[Short problem 1] Rewrite the part of the passage on Central American geology that opens with the words "The most recent" and closes with "50 to 80mm/a.", putting "Cocos slab" wherever "Cocos Plate" occurs.
>> START Text provided
There is no evidence that the North and South American continents were separated by oceanic crust anywhere along the isthmus now connecting the two, and it is thought that the original connecting crust was merely stretched, then subsequently bent, rather than broken.
The Central American Volcanic Arc
This active volcanic arc extends for a distance of about 1500km from Guatemala to northern Panama, and includes several hundred volcanoes, many of which are currently active (Fig. 12.3). The tallest is the dormant Volcán Tajumulco in Guatemala which, at 4220m, is the highest peak in Central America. The arc parallels the south coast of Central America and results from the subduction of the Cocos oceanic plate along the Mid-America Trench.
The most recent volcanic phase commenced in the mid-Miocene with the separation of the Cocos Plate from the old Farallon Plate. The western end of the arc occurs at the on-land break between the Trans-Mexican and Central American arcs, and corresponds to its intersection with the Tehuantepec Fault at the western end of the Maya Block. The Cocos Plate is currently subducting northeastwards beneath Central America at a rate varying from 50 to 80mm/a.
The Caribbean
The Caribbean region includes the two outer arcs of the Greater and Lesser Antilles, together with the Caribbean Sea enclosed between them and the mainland of Central and South America (see Fig. 12.1).
>> END Text provided
>> START Task inputs
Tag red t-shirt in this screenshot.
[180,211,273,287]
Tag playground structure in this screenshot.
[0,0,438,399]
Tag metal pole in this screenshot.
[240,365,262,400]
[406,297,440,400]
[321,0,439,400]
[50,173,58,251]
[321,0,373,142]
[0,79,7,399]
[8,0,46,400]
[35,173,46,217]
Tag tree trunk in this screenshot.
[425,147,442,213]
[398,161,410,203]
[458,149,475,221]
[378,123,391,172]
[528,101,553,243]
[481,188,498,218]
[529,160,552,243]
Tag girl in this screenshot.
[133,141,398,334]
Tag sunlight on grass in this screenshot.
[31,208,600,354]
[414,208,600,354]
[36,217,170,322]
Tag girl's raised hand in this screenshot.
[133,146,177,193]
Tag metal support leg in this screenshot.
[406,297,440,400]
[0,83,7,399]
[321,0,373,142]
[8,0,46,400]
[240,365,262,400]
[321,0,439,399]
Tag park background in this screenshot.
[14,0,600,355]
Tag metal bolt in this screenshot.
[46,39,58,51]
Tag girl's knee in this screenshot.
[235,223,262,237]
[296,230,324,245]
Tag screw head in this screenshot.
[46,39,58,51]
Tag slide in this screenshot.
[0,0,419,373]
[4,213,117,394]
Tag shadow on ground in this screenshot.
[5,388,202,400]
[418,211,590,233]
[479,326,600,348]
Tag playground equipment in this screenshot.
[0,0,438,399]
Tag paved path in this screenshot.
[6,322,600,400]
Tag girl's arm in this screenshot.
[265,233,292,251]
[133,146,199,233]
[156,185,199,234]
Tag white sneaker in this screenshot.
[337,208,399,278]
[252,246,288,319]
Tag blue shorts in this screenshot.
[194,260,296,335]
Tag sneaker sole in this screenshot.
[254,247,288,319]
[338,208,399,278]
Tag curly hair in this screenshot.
>> END Task inputs
[Short problem 2] Output the listing from its start through the line containing "[35,173,46,217]" as a two-column CSV with the columns request and answer. Give one row per request, with the request text and its answer each in a single quoted field and any line breaks replaced by spaces.

[Written answer 1]
The most recent volcanic phase commenced in the mid-Miocene with the separation of the Cocos slab from the old Farallon Plate. The western end of the arc occurs at the on-land break between the Trans-Mexican and Central American arcs, and corresponds to its intersection with the Tehuantepec Fault at the western end of the Maya Block. The Cocos slab is currently subducting northeastwards beneath Central America at a rate varying from 50 to 80mm/a.

[Written answer 2]
request,answer
"Tag red t-shirt in this screenshot.","[180,211,273,287]"
"Tag playground structure in this screenshot.","[0,0,438,399]"
"Tag metal pole in this screenshot.","[240,365,262,400] [406,297,440,400] [321,0,439,400] [50,173,58,251] [321,0,373,142] [0,79,7,399] [8,0,46,400] [35,173,46,217]"